═════ EXCERPT TO READ

The only downside to Winnipeg was the train line next to the car park. These freight trains rumbled throughout the night. They were not many in number, however each was about 3km long and travelled at about 15km/h taking an endless time to pass, clanging and breaking immediately alongside the truck. This was Friday and Saturday night! Why couldn’t the drivers just go to the Rib Fest like everyone else!

Sunday and we were off again through the heartland of Canada and the prairies. The roads all levelled out and the higher ground fell away to reveal miles and miles, and miles of agriculture. It was flat except for the numerous grain storage facilities that stood next to rail heads and loaded freight trains so they could, in turn, travels to Winnipeg and keep everyone awake. A conspiracy some might say. The highway became monotonous as the miles were devoured beneath our wheels (Which were all behaving very well now!) We had endless, scholarly, conversations relating to such things as the similarity in appearance of Trump and Boris and whether they used the same hair dye, balanced with intellectual games to bide our time. Turns out the letter ‘T’ can stand for Train, Truck, Trailer, Tarmac, Tree and Telegraph Pole, all of which there is a never-ending quantity along the roadside. We were headed for the province of Saskatchewan and the town of Saskatoon on our route west. 

It was evident that we were heading away from the populated south of the country and into the more rural areas. The population had that outdoorsy appearance and every other vehicle was a five-litre truck. In Saskatoon we again utilised a Walmart to get our heads down. It’s very common thing in Canada to use this chain and there are frequently other camper vans and trailers overnighting. They have very large car parks and as long as you don’t park in the store entrance everyone is happy. On this occasion, right next door to the Walmart was a very heroic, manly, outdoors store. I had to visit.

══════════
═════ COLLECTED MATERIAL

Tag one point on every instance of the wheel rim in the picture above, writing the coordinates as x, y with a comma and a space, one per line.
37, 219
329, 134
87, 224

══════════

Reproduce the full road-trip account from Winnipeg to Saskatoon word for word, from its first sentence to its last.

The only downside to Winnipeg was the train line next to the car park. These freight trains rumbled throughout the night. They were not many in number, however each was about 3km long and travelled at about 15km/h taking an endless time to pass, clanging and breaking immediately alongside the truck. This was Friday and Saturday night! Why couldn’t the drivers just go to the Rib Fest like everyone else!

Sunday and we were off again through the heartland of Canada and the prairies. The roads all levelled out and the higher ground fell away to reveal miles and miles, and miles of agriculture. It was flat except for the numerous grain storage facilities that stood next to rail heads and loaded freight trains so they could, in turn, travels to Winnipeg and keep everyone awake. A conspiracy some might say. The highway became monotonous as the miles were devoured beneath our wheels (Which were all behaving very well now!) We had endless, scholarly, conversations relating to such things as the similarity in appearance of Trump and Boris and whether they used the same hair dye, balanced with intellectual games to bide our time. Turns out the letter ‘T’ can stand for Train, Truck, Trailer, Tarmac, Tree and Telegraph Pole, all of which there is a never-ending quantity along the roadside. We were headed for the province of Saskatchewan and the town of Saskatoon on our route west. 

It was evident that we were heading away from the populated south of the country and into the more rural areas. The population had that outdoorsy appearance and every other vehicle was a five-litre truck. In Saskatoon we again utilised a Walmart to get our heads down. It’s very common thing in Canada to use this chain and there are frequently other camper vans and trailers overnighting. They have very large car parks and as long as you don’t park in the store entrance everyone is happy. On this occasion, right next door to the Walmart was a very heroic, manly, outdoors store. I had to visit.